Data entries
(begin)

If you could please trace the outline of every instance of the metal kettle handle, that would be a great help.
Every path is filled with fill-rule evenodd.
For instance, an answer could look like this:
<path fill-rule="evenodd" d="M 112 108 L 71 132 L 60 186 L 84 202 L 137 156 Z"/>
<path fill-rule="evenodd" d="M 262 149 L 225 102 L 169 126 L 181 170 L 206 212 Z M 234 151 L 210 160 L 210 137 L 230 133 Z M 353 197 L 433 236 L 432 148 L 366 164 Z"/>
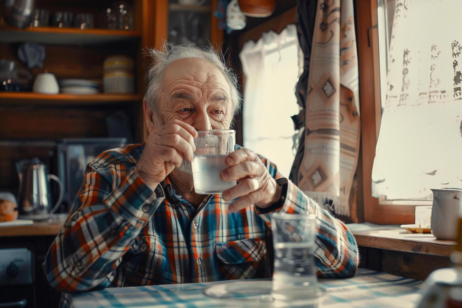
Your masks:
<path fill-rule="evenodd" d="M 63 195 L 64 194 L 64 187 L 62 185 L 62 182 L 61 181 L 61 180 L 60 180 L 59 177 L 55 175 L 48 175 L 49 181 L 50 179 L 55 181 L 58 182 L 58 185 L 59 185 L 59 197 L 58 198 L 58 201 L 56 201 L 56 204 L 55 205 L 53 208 L 50 211 L 50 214 L 53 214 L 56 211 L 59 207 L 59 206 L 61 205 L 61 202 L 62 202 Z"/>

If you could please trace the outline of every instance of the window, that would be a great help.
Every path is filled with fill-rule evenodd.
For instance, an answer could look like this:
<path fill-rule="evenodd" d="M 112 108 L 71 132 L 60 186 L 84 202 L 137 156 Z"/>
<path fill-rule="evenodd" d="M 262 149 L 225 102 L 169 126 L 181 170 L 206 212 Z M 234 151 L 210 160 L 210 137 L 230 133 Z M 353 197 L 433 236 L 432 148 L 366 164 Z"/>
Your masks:
<path fill-rule="evenodd" d="M 277 164 L 288 177 L 297 151 L 297 133 L 291 116 L 299 108 L 294 89 L 299 76 L 295 25 L 279 34 L 262 34 L 246 42 L 239 56 L 245 76 L 243 111 L 243 145 Z"/>
<path fill-rule="evenodd" d="M 462 2 L 357 4 L 365 220 L 413 223 L 405 205 L 462 184 Z"/>

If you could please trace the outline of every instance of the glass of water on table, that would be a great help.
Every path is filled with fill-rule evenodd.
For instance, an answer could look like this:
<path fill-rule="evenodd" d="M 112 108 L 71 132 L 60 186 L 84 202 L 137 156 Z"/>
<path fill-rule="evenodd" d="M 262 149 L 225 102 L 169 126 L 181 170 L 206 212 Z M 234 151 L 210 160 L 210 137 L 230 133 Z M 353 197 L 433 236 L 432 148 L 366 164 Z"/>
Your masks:
<path fill-rule="evenodd" d="M 220 178 L 220 173 L 228 168 L 225 159 L 234 151 L 236 132 L 213 129 L 197 133 L 191 162 L 194 190 L 200 194 L 221 193 L 236 184 L 235 181 L 224 182 Z"/>
<path fill-rule="evenodd" d="M 271 215 L 271 229 L 274 248 L 271 296 L 283 302 L 306 301 L 311 306 L 322 295 L 313 254 L 316 216 L 275 213 Z"/>

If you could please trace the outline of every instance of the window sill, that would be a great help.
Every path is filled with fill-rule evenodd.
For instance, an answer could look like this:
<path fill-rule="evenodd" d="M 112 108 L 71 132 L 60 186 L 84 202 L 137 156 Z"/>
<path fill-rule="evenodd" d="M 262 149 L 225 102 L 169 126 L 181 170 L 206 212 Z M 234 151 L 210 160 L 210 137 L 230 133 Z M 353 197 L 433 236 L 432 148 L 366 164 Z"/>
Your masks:
<path fill-rule="evenodd" d="M 396 225 L 346 225 L 359 246 L 449 257 L 456 244 L 453 241 L 437 240 L 430 233 L 413 233 Z"/>

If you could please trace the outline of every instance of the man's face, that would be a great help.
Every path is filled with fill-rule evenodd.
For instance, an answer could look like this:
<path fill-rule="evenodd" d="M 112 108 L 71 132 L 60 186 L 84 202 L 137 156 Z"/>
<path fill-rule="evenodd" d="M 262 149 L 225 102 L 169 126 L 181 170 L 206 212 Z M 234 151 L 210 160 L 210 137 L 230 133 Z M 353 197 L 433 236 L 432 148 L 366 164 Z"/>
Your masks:
<path fill-rule="evenodd" d="M 229 85 L 220 70 L 199 59 L 183 59 L 165 69 L 159 99 L 162 123 L 177 119 L 197 131 L 229 128 L 233 116 Z"/>
<path fill-rule="evenodd" d="M 229 128 L 234 112 L 229 85 L 209 62 L 199 59 L 175 61 L 164 71 L 162 85 L 154 122 L 164 124 L 177 119 L 197 131 Z M 191 163 L 184 159 L 178 169 L 192 174 Z"/>

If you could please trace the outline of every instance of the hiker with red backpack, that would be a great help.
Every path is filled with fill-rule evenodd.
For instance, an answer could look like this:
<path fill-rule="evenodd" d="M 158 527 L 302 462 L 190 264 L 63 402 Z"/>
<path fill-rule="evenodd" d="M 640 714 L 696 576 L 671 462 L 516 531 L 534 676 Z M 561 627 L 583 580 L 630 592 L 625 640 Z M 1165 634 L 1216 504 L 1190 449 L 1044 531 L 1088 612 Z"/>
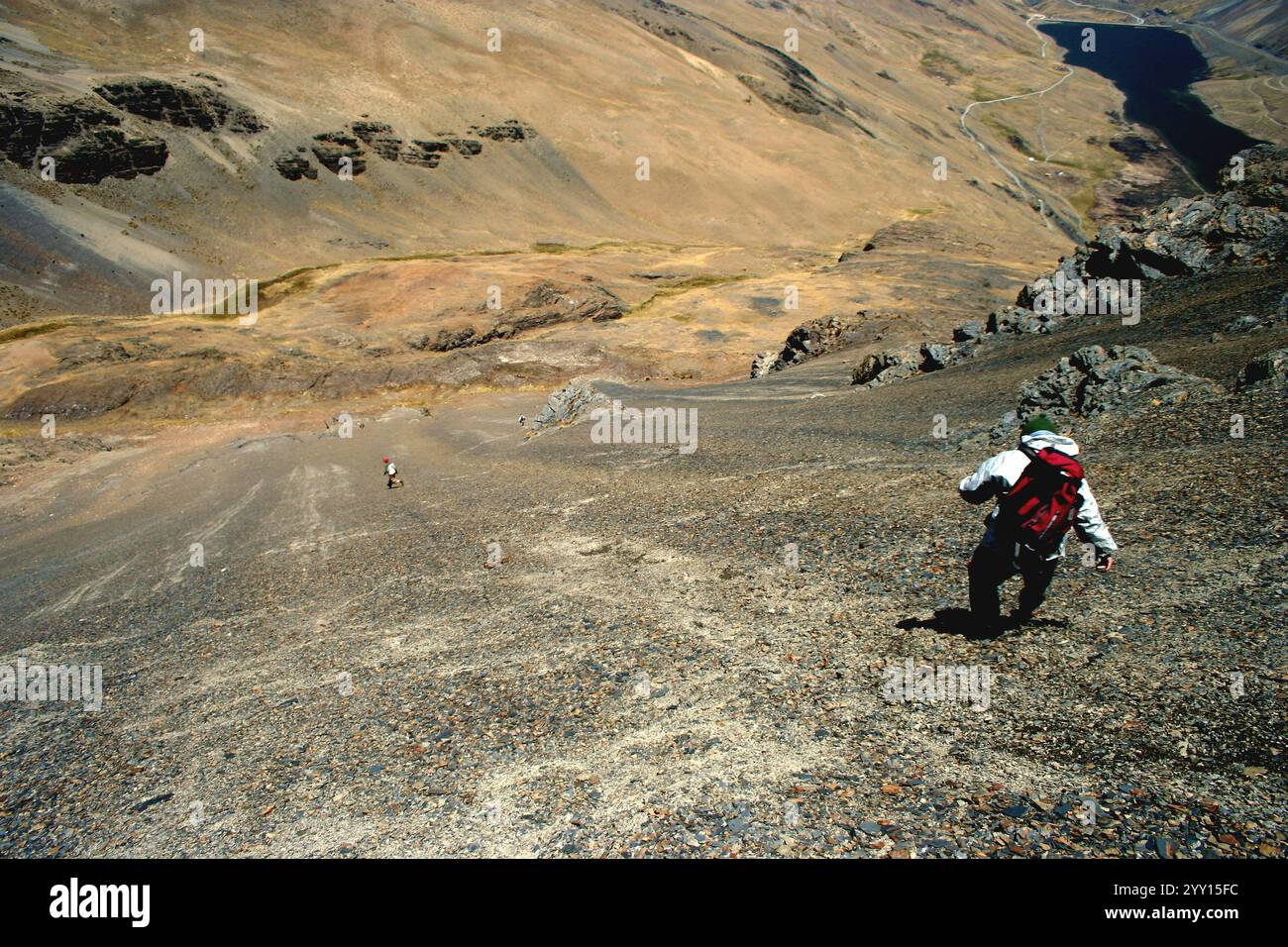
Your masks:
<path fill-rule="evenodd" d="M 1016 573 L 1024 577 L 1024 589 L 1011 620 L 1023 625 L 1033 617 L 1064 555 L 1070 526 L 1096 548 L 1099 571 L 1114 567 L 1118 544 L 1100 518 L 1077 456 L 1078 445 L 1057 434 L 1050 417 L 1037 415 L 1024 423 L 1016 450 L 985 460 L 958 486 L 966 502 L 997 497 L 970 560 L 970 611 L 983 627 L 999 624 L 998 588 Z"/>

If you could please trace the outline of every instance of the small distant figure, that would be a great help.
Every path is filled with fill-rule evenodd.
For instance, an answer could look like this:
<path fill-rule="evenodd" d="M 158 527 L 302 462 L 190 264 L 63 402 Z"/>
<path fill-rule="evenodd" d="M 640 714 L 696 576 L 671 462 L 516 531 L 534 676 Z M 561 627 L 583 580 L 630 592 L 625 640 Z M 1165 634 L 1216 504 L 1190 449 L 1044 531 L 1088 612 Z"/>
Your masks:
<path fill-rule="evenodd" d="M 389 457 L 385 457 L 385 477 L 389 478 L 389 483 L 386 484 L 389 490 L 397 490 L 402 486 L 402 478 L 398 475 L 398 468 L 394 466 L 394 463 L 389 460 Z"/>

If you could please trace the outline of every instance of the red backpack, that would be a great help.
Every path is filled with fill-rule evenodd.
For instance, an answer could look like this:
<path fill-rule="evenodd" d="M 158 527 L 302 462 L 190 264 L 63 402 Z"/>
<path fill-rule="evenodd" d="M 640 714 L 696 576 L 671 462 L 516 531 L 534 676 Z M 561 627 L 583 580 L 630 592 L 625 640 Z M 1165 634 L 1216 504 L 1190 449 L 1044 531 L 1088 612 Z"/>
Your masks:
<path fill-rule="evenodd" d="M 1054 447 L 1034 451 L 1020 446 L 1029 457 L 1020 479 L 999 501 L 999 526 L 1016 542 L 1039 553 L 1051 553 L 1073 526 L 1081 500 L 1083 470 L 1074 457 Z"/>

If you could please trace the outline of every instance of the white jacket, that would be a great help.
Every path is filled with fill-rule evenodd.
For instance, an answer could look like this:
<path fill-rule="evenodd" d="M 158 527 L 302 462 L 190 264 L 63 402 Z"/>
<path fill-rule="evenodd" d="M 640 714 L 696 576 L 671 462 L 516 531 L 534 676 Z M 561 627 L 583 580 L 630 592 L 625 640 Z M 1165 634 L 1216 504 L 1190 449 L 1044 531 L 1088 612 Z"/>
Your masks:
<path fill-rule="evenodd" d="M 1020 438 L 1020 443 L 1034 451 L 1041 451 L 1043 447 L 1054 447 L 1061 454 L 1068 454 L 1070 457 L 1078 456 L 1078 445 L 1074 443 L 1073 438 L 1064 437 L 1063 434 L 1052 434 L 1050 430 L 1025 434 Z M 1029 457 L 1024 451 L 1019 448 L 1003 451 L 980 464 L 979 470 L 963 479 L 957 490 L 961 491 L 962 499 L 966 502 L 987 502 L 993 497 L 1009 492 L 1016 481 L 1020 479 L 1020 474 L 1024 473 L 1024 468 L 1028 465 Z M 1078 508 L 1078 515 L 1073 521 L 1074 532 L 1078 533 L 1078 539 L 1083 542 L 1092 544 L 1099 554 L 1109 555 L 1118 549 L 1118 544 L 1109 535 L 1109 527 L 1105 526 L 1105 521 L 1100 518 L 1100 504 L 1096 502 L 1096 497 L 1091 492 L 1091 484 L 1087 481 L 1082 482 L 1078 496 L 1082 497 L 1082 505 Z M 984 532 L 984 545 L 997 546 L 998 537 L 993 533 L 993 526 L 997 522 L 997 508 L 988 514 L 985 522 L 988 528 Z M 1061 555 L 1064 555 L 1063 540 L 1060 549 L 1047 558 L 1059 559 Z"/>

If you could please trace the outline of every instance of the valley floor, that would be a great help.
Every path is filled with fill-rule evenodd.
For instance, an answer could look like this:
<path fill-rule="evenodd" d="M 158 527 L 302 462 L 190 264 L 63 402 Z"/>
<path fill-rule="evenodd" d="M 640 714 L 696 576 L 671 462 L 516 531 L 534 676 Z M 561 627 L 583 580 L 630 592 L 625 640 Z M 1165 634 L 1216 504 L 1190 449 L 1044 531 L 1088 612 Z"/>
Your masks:
<path fill-rule="evenodd" d="M 696 408 L 689 456 L 526 439 L 540 398 L 479 394 L 14 487 L 0 664 L 99 664 L 104 703 L 0 703 L 0 853 L 1280 856 L 1284 389 L 1079 425 L 1119 567 L 1074 553 L 993 639 L 956 482 L 1082 345 L 1229 390 L 1285 332 L 1212 332 L 1285 291 L 1175 281 L 1139 326 L 875 390 L 844 354 L 604 387 Z M 887 701 L 909 658 L 987 667 L 987 707 Z"/>

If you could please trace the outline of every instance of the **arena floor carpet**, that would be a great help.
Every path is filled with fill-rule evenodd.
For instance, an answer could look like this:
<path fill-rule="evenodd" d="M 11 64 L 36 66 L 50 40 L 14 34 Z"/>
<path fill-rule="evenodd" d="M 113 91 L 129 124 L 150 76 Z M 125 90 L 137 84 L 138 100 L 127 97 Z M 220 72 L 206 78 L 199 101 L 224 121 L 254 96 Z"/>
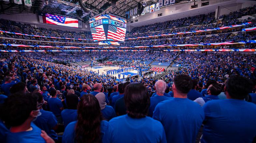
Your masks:
<path fill-rule="evenodd" d="M 102 68 L 94 68 L 95 67 L 92 67 L 92 68 L 90 68 L 90 70 L 92 70 L 92 71 L 96 72 L 98 72 L 98 70 L 99 70 L 99 72 L 100 74 L 102 74 L 102 73 L 104 73 L 104 74 L 107 74 L 107 72 L 108 71 L 112 70 L 117 70 L 120 68 L 119 67 L 113 67 L 113 66 L 110 66 L 109 67 L 102 67 Z M 119 79 L 118 78 L 118 74 L 114 74 L 113 75 L 114 76 L 116 76 L 117 77 L 117 79 L 123 79 L 123 74 L 124 74 L 124 78 L 126 78 L 126 77 L 128 76 L 128 75 L 129 74 L 130 74 L 131 76 L 133 76 L 134 75 L 136 75 L 138 73 L 138 71 L 137 70 L 134 70 L 134 71 L 130 71 L 129 72 L 124 72 L 123 73 L 121 73 L 121 74 L 120 76 L 120 78 Z"/>

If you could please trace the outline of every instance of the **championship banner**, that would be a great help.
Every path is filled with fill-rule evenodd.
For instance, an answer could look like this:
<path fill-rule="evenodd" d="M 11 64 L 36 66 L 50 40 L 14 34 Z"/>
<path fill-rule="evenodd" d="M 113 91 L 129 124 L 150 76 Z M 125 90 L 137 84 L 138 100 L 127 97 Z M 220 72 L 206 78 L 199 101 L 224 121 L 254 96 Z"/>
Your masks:
<path fill-rule="evenodd" d="M 133 15 L 133 9 L 131 9 L 130 10 L 130 16 L 132 16 Z"/>
<path fill-rule="evenodd" d="M 160 9 L 160 7 L 159 7 L 159 3 L 157 3 L 156 4 L 156 8 L 155 8 L 155 10 L 156 11 L 157 10 L 158 10 Z"/>
<path fill-rule="evenodd" d="M 143 9 L 143 11 L 142 11 L 142 12 L 141 13 L 141 15 L 143 16 L 145 14 L 145 8 Z"/>
<path fill-rule="evenodd" d="M 155 6 L 154 4 L 153 4 L 149 6 L 149 12 L 151 13 L 155 11 Z"/>
<path fill-rule="evenodd" d="M 169 4 L 172 4 L 175 3 L 175 0 L 169 0 Z"/>
<path fill-rule="evenodd" d="M 145 7 L 145 13 L 148 13 L 149 12 L 149 6 L 146 6 Z"/>
<path fill-rule="evenodd" d="M 134 15 L 136 15 L 136 14 L 137 14 L 137 9 L 138 9 L 137 7 L 135 7 L 135 8 L 134 8 L 134 9 L 133 13 Z"/>
<path fill-rule="evenodd" d="M 169 0 L 164 0 L 164 6 L 166 6 L 169 4 Z"/>
<path fill-rule="evenodd" d="M 130 14 L 129 14 L 129 12 L 130 12 L 130 11 L 128 11 L 125 12 L 125 15 L 127 15 L 128 16 L 128 19 L 130 18 Z"/>
<path fill-rule="evenodd" d="M 163 4 L 163 0 L 159 0 L 158 2 L 159 2 L 158 3 L 159 4 L 159 6 L 158 6 L 160 7 L 162 6 Z"/>
<path fill-rule="evenodd" d="M 18 5 L 21 5 L 22 4 L 22 0 L 14 0 L 14 3 Z"/>
<path fill-rule="evenodd" d="M 24 4 L 25 4 L 25 6 L 32 6 L 31 0 L 24 0 Z"/>

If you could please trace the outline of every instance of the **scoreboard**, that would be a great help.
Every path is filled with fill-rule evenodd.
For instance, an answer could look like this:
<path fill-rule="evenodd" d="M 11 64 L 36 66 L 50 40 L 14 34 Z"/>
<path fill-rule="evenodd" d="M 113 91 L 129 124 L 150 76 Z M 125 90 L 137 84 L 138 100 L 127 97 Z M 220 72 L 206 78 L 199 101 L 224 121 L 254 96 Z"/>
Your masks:
<path fill-rule="evenodd" d="M 126 20 L 104 14 L 90 19 L 90 28 L 94 41 L 123 41 Z"/>

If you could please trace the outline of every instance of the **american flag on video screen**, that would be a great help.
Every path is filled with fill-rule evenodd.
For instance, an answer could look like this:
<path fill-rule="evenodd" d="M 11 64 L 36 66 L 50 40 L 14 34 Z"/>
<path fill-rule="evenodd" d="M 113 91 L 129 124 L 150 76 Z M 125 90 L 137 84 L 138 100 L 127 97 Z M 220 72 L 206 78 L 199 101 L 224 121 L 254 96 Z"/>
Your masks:
<path fill-rule="evenodd" d="M 91 28 L 91 31 L 93 40 L 98 41 L 106 40 L 106 36 L 103 28 L 102 25 Z"/>
<path fill-rule="evenodd" d="M 61 16 L 45 14 L 47 23 L 70 27 L 78 28 L 78 20 Z"/>
<path fill-rule="evenodd" d="M 109 25 L 107 32 L 107 39 L 114 41 L 124 41 L 125 29 Z"/>

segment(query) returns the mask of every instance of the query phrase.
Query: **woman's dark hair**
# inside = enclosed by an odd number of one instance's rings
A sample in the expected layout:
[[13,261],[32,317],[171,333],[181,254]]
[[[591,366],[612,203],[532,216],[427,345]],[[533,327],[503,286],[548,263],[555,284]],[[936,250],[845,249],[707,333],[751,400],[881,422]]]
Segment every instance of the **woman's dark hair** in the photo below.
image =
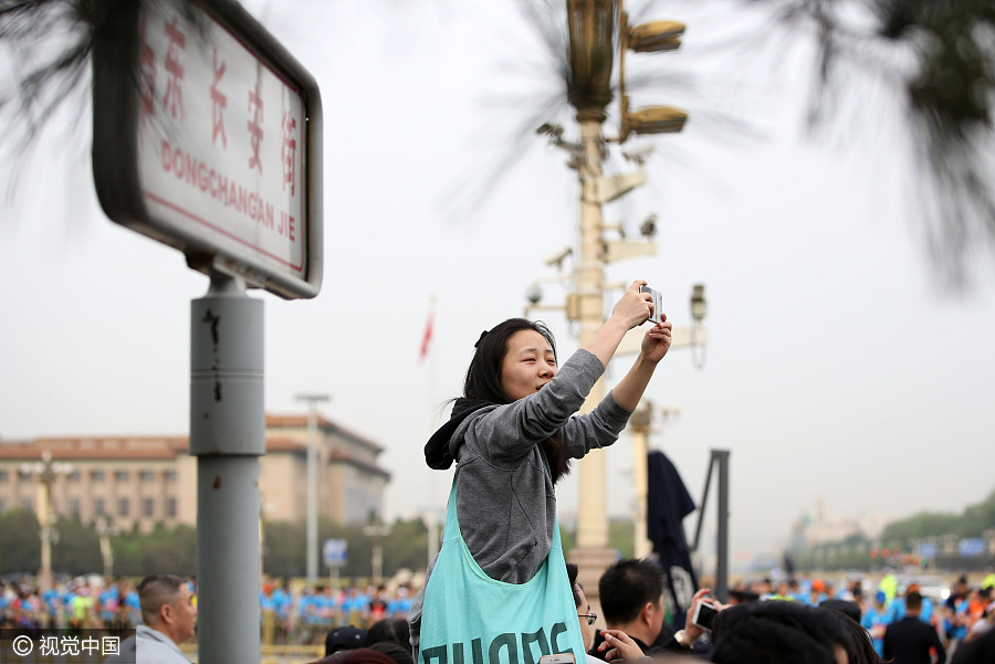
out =
[[832,612],[850,636],[845,645],[849,664],[883,664],[884,661],[874,651],[874,644],[870,639],[870,634],[860,626],[859,622],[839,609],[824,607],[823,604],[819,604],[819,608],[824,611]]
[[480,336],[480,340],[476,342],[476,352],[473,354],[470,368],[467,369],[463,397],[490,403],[512,402],[512,398],[501,387],[501,363],[507,354],[507,340],[515,333],[523,330],[543,335],[553,349],[553,356],[556,356],[556,341],[553,339],[549,328],[540,322],[509,318]]
[[832,646],[851,643],[841,613],[768,600],[720,611],[712,625],[715,664],[835,664]]
[[[471,401],[485,401],[488,403],[505,404],[514,400],[507,396],[501,387],[501,365],[507,354],[507,341],[512,335],[523,330],[532,330],[541,334],[553,349],[553,358],[556,359],[556,341],[553,333],[538,320],[526,318],[509,318],[504,323],[494,326],[493,329],[483,333],[476,341],[476,352],[470,360],[467,369],[467,379],[463,381],[463,397]],[[549,462],[549,472],[553,475],[553,484],[570,471],[570,460],[561,444],[559,432],[554,433],[542,442],[542,450]]]

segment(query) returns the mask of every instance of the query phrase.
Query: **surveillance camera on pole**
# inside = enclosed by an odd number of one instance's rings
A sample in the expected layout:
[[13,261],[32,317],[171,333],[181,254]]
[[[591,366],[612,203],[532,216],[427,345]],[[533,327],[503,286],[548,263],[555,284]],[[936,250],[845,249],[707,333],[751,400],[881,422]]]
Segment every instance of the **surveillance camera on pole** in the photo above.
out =
[[546,259],[546,265],[549,267],[556,267],[557,270],[563,270],[563,262],[567,260],[567,256],[574,253],[574,250],[569,246],[564,246],[556,253],[552,254]]

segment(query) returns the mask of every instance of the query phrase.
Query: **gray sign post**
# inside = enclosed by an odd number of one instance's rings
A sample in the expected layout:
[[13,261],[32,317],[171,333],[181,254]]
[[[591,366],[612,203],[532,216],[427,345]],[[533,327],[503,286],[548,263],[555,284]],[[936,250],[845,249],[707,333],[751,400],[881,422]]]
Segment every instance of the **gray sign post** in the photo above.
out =
[[247,288],[321,289],[321,96],[237,2],[121,11],[94,48],[94,181],[111,219],[211,280],[190,310],[198,660],[259,662],[263,303]]

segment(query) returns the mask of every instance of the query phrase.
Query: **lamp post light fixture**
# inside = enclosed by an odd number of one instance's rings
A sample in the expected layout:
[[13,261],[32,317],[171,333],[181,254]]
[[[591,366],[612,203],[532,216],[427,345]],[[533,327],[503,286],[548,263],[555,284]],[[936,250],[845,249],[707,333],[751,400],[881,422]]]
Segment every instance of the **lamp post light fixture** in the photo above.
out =
[[39,589],[52,588],[52,544],[59,539],[59,533],[55,530],[55,510],[52,507],[52,485],[55,484],[59,475],[72,473],[73,466],[67,463],[53,462],[52,453],[44,450],[40,462],[22,463],[21,472],[25,475],[34,475],[38,479],[38,525],[41,540],[38,587]]
[[115,535],[121,535],[121,528],[115,526],[106,516],[100,516],[96,520],[96,534],[101,542],[104,579],[109,583],[114,578],[114,548],[111,546],[111,538]]
[[328,394],[297,394],[307,409],[307,583],[317,582],[317,404],[331,401]]
[[384,544],[383,538],[390,535],[390,526],[380,521],[379,512],[370,510],[367,525],[363,526],[363,534],[374,538],[370,552],[370,573],[374,583],[384,580]]

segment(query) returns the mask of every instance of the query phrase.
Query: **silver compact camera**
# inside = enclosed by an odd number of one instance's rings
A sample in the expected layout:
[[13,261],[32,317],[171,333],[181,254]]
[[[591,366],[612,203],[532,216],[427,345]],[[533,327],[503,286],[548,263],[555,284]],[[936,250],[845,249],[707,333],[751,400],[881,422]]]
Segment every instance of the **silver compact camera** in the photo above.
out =
[[640,286],[639,292],[640,293],[649,293],[650,295],[653,296],[653,313],[650,314],[649,319],[652,320],[653,323],[663,323],[663,319],[661,317],[663,314],[663,298],[660,295],[660,292],[654,291],[653,288],[650,288],[649,286]]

(end)

Copy the data from the start through the line containing "462 2 L 357", changing "trace" to "mark" and leaving everything else as it is. Omit the pictures from your copy.

**Result of this task:**
If you could please mark the outline of every instance of the metal kettle handle, that would be a great help.
Every path is filled with fill-rule evenodd.
For instance, an answer could look like this:
<path fill-rule="evenodd" d="M 112 108 L 71 132 L 60 186 L 84 202 L 137 156 Z"/>
<path fill-rule="evenodd" d="M 262 149 L 225 102 L 169 126 L 181 170 L 206 212 Z M 234 151 L 210 160 L 210 137 L 230 133 Z M 353 197 L 433 236 L 432 148 L 366 164 Z"/>
Your masks:
<path fill-rule="evenodd" d="M 63 195 L 64 194 L 64 187 L 62 185 L 62 182 L 61 181 L 61 180 L 60 180 L 59 177 L 55 175 L 48 175 L 49 181 L 50 179 L 55 181 L 58 182 L 58 185 L 59 185 L 59 197 L 58 198 L 58 201 L 56 201 L 56 204 L 55 205 L 53 208 L 50 211 L 50 214 L 53 214 L 56 211 L 59 207 L 59 206 L 61 205 L 61 202 L 62 202 Z"/>

If you could please mark the outline of every instance of the window, that would be a great help.
Every path is filled with fill-rule evenodd.
For instance, an answer could look like this:
<path fill-rule="evenodd" d="M 112 108 L 71 132 L 60 186 L 84 202 L 137 156 Z"/>
<path fill-rule="evenodd" d="M 262 149 L 225 102 L 169 126 L 181 170 L 206 212 Z M 234 151 L 210 160 L 210 137 L 230 133 Z M 353 197 L 433 236 L 432 148 L 366 164 Z"/>
Your masks:
<path fill-rule="evenodd" d="M 277 164 L 288 177 L 297 151 L 297 133 L 291 116 L 299 108 L 294 89 L 299 76 L 295 25 L 279 34 L 262 34 L 246 42 L 239 56 L 245 76 L 243 111 L 243 145 Z"/>
<path fill-rule="evenodd" d="M 462 2 L 357 4 L 365 220 L 413 223 L 405 205 L 462 184 Z"/>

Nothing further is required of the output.